◆ **Stated problem 1**:
Name every place the book review below lists as a stop in Chekhov's life, from his birthplace through his final move.

==== Excerpted text

A peculiar biography that justifies its addition to an overcrowded
shelf by focusing on the landscapes most important to the Russian
writer. It's a good idea-for a magazine article or an academic
monograph. Drawn out to book length, this geographical survey
eventually palls as the text wanders from Taganrog, where Chekhov
was born in 1860, through Moscow and St. Petersburg to Melikhovo,
his country home outside Moscow, and Yalta, the Crimean resort to
which he relocated in a vain attempt to stem the progress of his
tuberculosis. British scholar Bartlett (Russian/Univ. of Durham;
Wagner and Russia, not reviewed) admits to taking "an
impressionistic approach," and early chapters provide atmospheric
context for his work by the evoking flat, unpopulated steppe,
dotted with ancient Scythian burial mounds, of his childhood; and
the arcadian meadows, forests and rivers he enjoyed when summering
in a dacha outside Moscow. But her occasional schematic linking of
these vistas to a particular story through lengthy quotes merely
serves to underscore how little information this book provides
about Chekhov's literary life, apart from his surprising friendship
with reactionary St. Petersburg magazine publisher Alexei Suvorin.

========

◆ **Stated problem 2**:
State how many lines in the rows below contain the string "black". Give only the number.

==== Task inputs

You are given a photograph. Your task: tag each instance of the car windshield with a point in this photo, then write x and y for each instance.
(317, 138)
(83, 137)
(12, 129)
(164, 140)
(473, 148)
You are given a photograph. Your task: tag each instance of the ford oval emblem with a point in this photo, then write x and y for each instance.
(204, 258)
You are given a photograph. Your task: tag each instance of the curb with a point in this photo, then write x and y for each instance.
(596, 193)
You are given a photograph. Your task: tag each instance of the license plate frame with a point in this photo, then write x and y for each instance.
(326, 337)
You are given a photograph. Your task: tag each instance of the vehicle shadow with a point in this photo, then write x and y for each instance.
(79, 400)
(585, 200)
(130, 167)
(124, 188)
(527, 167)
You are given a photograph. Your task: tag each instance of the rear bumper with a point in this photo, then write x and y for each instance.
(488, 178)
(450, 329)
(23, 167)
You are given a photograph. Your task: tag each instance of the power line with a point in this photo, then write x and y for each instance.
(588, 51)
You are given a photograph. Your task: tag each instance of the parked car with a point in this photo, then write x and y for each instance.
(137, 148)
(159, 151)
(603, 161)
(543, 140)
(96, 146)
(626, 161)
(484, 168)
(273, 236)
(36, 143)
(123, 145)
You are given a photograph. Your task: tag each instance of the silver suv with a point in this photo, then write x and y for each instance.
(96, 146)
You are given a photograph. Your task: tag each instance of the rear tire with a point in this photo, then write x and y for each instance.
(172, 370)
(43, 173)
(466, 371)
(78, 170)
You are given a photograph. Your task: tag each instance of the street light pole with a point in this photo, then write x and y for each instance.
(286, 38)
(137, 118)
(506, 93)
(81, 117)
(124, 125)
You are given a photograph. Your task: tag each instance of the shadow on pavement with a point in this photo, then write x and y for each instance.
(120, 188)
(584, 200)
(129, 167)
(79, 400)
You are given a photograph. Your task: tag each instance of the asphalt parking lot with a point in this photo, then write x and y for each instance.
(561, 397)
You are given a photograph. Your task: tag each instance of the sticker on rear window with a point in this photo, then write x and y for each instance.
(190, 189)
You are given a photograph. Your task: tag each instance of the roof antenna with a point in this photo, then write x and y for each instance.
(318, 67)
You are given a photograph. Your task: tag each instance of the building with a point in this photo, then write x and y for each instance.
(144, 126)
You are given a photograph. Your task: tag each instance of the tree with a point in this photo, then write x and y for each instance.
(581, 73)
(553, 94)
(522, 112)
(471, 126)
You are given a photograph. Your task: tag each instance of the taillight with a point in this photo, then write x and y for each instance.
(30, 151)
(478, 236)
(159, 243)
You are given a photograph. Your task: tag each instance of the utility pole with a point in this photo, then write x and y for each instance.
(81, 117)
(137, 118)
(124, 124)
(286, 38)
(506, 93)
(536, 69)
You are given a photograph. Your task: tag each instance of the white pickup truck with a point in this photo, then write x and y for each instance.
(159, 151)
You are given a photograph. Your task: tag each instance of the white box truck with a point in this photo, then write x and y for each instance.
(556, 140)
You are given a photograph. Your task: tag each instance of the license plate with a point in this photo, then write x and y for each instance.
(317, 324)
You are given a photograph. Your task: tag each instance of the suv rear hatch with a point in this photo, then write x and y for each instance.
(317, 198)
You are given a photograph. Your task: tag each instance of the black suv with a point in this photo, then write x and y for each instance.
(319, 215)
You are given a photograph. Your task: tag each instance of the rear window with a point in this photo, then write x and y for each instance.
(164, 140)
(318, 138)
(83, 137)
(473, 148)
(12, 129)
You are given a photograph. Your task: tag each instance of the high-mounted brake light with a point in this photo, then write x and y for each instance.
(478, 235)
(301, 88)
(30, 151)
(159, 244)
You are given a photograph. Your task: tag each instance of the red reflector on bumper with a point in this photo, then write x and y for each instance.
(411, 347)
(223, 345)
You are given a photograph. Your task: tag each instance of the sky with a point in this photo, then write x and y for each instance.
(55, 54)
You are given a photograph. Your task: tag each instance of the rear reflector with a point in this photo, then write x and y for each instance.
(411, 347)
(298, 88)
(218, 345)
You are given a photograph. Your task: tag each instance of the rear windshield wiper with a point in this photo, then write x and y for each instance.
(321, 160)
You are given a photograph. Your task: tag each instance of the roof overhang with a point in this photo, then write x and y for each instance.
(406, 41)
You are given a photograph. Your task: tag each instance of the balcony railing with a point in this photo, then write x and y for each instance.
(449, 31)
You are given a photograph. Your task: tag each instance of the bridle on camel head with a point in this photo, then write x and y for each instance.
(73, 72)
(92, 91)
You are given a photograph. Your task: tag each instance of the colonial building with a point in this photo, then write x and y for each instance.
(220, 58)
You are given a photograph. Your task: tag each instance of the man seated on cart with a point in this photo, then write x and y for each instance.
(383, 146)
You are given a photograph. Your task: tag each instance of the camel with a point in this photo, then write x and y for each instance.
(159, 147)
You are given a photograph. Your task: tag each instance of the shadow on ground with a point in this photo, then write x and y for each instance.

========
==== Task inputs

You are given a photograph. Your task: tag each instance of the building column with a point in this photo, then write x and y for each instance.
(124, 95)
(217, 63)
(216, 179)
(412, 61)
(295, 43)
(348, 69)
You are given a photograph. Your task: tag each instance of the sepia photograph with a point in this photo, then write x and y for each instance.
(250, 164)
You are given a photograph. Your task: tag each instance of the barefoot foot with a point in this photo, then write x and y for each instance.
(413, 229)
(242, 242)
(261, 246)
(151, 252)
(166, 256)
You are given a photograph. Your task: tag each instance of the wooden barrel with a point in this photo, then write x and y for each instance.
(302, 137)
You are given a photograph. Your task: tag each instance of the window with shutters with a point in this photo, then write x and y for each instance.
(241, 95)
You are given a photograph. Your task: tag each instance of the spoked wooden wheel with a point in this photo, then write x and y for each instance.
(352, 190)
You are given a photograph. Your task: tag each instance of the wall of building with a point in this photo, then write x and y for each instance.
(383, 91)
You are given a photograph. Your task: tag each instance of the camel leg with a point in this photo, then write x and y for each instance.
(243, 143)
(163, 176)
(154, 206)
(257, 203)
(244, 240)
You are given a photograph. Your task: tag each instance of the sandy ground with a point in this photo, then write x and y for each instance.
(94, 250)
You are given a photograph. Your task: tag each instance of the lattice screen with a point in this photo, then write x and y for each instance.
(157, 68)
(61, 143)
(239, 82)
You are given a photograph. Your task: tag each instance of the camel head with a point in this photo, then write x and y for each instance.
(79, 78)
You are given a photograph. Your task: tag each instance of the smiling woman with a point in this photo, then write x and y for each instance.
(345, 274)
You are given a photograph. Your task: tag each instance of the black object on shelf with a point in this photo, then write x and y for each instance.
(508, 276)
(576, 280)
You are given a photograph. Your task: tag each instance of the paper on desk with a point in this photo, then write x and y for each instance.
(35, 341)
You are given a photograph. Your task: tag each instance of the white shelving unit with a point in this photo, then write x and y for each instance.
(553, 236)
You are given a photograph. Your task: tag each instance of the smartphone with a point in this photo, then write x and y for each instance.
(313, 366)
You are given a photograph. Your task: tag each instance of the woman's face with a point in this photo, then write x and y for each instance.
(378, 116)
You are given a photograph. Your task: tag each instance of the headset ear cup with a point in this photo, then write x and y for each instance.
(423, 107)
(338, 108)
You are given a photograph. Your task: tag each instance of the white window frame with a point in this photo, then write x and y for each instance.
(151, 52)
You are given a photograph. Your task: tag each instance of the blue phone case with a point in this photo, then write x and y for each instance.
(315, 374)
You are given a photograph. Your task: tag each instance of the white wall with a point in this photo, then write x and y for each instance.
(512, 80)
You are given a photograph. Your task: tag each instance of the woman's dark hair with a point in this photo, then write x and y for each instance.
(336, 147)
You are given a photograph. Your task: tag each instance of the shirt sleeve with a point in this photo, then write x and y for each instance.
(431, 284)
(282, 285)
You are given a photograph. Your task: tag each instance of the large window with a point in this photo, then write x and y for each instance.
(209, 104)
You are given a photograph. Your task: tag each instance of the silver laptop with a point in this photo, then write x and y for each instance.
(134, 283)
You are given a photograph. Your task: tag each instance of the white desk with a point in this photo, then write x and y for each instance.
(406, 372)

========

◆ **Reply 1**:
Taganrog, Moscow, St. Petersburg, Melikhovo, Yalta

◆ **Reply 2**:
2